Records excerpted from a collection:
========================================================================
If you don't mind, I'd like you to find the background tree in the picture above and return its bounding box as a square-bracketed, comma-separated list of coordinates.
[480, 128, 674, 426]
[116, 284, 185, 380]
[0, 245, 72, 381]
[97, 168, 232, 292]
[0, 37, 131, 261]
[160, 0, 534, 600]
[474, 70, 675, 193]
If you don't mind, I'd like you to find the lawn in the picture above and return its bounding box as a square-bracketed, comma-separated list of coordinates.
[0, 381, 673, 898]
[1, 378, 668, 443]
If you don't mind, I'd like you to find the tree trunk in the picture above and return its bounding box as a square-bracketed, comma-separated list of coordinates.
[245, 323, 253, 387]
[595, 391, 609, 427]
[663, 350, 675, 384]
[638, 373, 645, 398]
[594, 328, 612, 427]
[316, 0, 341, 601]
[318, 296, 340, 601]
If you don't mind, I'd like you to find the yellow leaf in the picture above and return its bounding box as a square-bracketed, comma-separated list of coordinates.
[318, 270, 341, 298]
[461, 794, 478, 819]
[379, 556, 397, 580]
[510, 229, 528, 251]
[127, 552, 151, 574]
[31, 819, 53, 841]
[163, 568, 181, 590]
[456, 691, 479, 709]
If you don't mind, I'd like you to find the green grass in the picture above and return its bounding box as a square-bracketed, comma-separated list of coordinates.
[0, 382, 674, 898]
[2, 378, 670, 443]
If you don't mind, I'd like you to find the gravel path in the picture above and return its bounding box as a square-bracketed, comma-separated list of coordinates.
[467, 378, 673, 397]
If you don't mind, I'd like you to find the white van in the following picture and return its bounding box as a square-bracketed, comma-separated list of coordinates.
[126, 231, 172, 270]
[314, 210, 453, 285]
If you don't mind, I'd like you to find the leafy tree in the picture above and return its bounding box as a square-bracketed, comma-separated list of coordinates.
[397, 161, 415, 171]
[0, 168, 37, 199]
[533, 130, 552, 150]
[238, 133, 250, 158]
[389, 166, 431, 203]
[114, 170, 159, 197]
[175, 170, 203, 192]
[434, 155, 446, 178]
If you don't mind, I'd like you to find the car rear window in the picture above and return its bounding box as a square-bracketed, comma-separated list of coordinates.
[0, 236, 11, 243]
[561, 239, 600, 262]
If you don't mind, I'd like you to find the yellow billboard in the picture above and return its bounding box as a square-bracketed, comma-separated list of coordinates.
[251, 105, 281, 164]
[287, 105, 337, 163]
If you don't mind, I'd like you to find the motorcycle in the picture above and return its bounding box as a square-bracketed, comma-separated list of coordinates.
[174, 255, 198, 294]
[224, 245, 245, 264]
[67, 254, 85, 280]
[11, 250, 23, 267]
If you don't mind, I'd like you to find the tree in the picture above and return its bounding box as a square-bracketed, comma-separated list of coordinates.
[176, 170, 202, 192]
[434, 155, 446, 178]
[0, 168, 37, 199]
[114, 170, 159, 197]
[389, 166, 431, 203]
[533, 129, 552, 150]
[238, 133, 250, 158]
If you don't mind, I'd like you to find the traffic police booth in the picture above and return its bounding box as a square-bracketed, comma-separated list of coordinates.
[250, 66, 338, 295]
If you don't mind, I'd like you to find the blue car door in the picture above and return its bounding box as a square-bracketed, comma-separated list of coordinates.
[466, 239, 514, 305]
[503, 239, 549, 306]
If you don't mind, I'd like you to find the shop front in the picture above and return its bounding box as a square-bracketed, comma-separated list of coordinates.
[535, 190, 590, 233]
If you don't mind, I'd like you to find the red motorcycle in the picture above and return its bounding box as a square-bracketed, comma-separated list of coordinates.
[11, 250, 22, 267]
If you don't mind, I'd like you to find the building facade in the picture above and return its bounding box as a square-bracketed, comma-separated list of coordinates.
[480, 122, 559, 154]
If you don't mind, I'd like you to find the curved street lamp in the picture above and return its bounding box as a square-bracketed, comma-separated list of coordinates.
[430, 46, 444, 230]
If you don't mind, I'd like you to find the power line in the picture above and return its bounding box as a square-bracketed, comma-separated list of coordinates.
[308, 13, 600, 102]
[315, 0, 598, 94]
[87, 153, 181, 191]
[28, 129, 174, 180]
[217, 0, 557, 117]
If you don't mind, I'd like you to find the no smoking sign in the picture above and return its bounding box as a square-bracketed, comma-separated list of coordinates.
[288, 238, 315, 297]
========================================================================
[What is needed] Each entry is to be output exactly as it was written.

[Output of the exercise]
If you don't mind, I'd like you to find the background tree in the picture above and return its bounding box as a square-bracketed, comma-separated list of coordinates.
[480, 128, 674, 426]
[116, 284, 185, 380]
[0, 245, 72, 381]
[97, 168, 232, 292]
[0, 37, 131, 261]
[160, 0, 534, 600]
[474, 70, 675, 193]
If you don't mind, I'd like you to find the lawn in the picture above and return its bounding box as a square-bracketed, comma-separated list of coordinates.
[0, 381, 673, 898]
[1, 378, 668, 443]
If you don't mind, I'd like you to find the tree trunk in the picture above and return its bounding box as a square-bracketed, comma-separated list of coordinates.
[245, 323, 253, 387]
[595, 391, 609, 427]
[663, 350, 675, 384]
[638, 373, 645, 398]
[594, 328, 612, 427]
[316, 0, 341, 601]
[318, 296, 340, 601]
If you don't mind, I'd like you to find the yellow leaf in the picture above and return its bounding box as a square-bracketed, comma-separated list of coordinates.
[318, 270, 341, 298]
[461, 794, 478, 819]
[379, 556, 397, 580]
[510, 229, 528, 251]
[127, 552, 151, 574]
[31, 819, 53, 841]
[163, 568, 181, 590]
[456, 691, 479, 709]
If you don't mind, I'd like you to find the green grass in the picture above and return its bounding box as a square-bracketed, comma-separated list of coordinates.
[0, 382, 674, 898]
[2, 378, 670, 443]
If you don't mind, I'd like you to find the gravel path in the picture above and return its bounding box as a square-bracketed, comma-separated list of coordinates.
[467, 378, 673, 397]
If you don't mind, I'd like you to find the white van in the following picture and return its bounding box as a square-bracketed, comma-separated list of coordinates.
[126, 231, 172, 270]
[314, 210, 453, 285]
If you don't mind, I'd like you to find the leafy tree in the picture above and return its bounding box as a square-bracketed, comma-separated list of coordinates.
[397, 161, 415, 171]
[0, 168, 37, 199]
[533, 130, 552, 150]
[238, 133, 250, 158]
[389, 166, 431, 203]
[114, 170, 159, 197]
[175, 170, 203, 192]
[434, 155, 446, 178]
If you don't mind, I'd like you to find the car rear window in the picture above and return its bounding box as a square-bracketed, comma-separated list of coordinates.
[0, 236, 11, 243]
[561, 239, 600, 262]
If you don't mind, I'd like you to find the yellow billboard in the picture above and return its bounding box as a square-bracketed, comma-separated list of coordinates.
[251, 105, 281, 164]
[287, 105, 337, 163]
If you don't mind, I'd like you to find the motorcycle in the picture above and return its bounding box as a square-bracketed, comma-separated list of coordinates.
[174, 255, 198, 294]
[224, 245, 245, 264]
[67, 254, 85, 280]
[11, 250, 23, 267]
If you don't mind, I'd like you to find the tree in the picture above and return its bounding box as a square-bracketed, comma-separated list of coordinates.
[176, 170, 202, 192]
[434, 155, 446, 178]
[0, 168, 37, 199]
[114, 170, 159, 197]
[389, 166, 431, 203]
[533, 129, 552, 150]
[238, 133, 250, 158]
If you don't mind, I'd like you to find the traffic police booth in the picture above and return its bounding box as a square-bracketed, comma-separated list of coordinates.
[250, 66, 338, 295]
If you don't mind, I'd like you to find the blue car door in the picture above and return its bounding box as a square-bracketed, comma-separated list of coordinates.
[466, 239, 514, 305]
[503, 239, 549, 306]
If you don't mind, I'd like you to find the shop front in the picture above and return its bounding box as a square-bracketed, comma-separated list of coordinates.
[535, 190, 590, 233]
If you don't mind, I'd like you to find the red motorcycle in the picture above and return its bounding box as a square-bracketed, comma-separated list of coordinates.
[11, 250, 22, 267]
If you don't mind, I'd like you to find the building facade in the picture above and return its bounding box as a square-bracketed, comma-separated list of coordinates.
[480, 122, 559, 154]
If you don't mind, I'd like you to find the curved street lamp in the picture above and return its bounding box as a square-bracketed, comma-separated list of coordinates.
[430, 46, 444, 230]
If you don't mind, I'd like you to find the power line in the picture above and return its bounding box as a square-bracketed, comma-separated list of coordinates.
[308, 13, 600, 102]
[315, 0, 598, 94]
[87, 153, 181, 191]
[28, 129, 174, 180]
[217, 0, 557, 117]
If you don't mind, I'd like you to find the no smoking sign in the picture above and return its bounding box as a square-bracketed, comma-separated list of coordinates.
[288, 238, 315, 297]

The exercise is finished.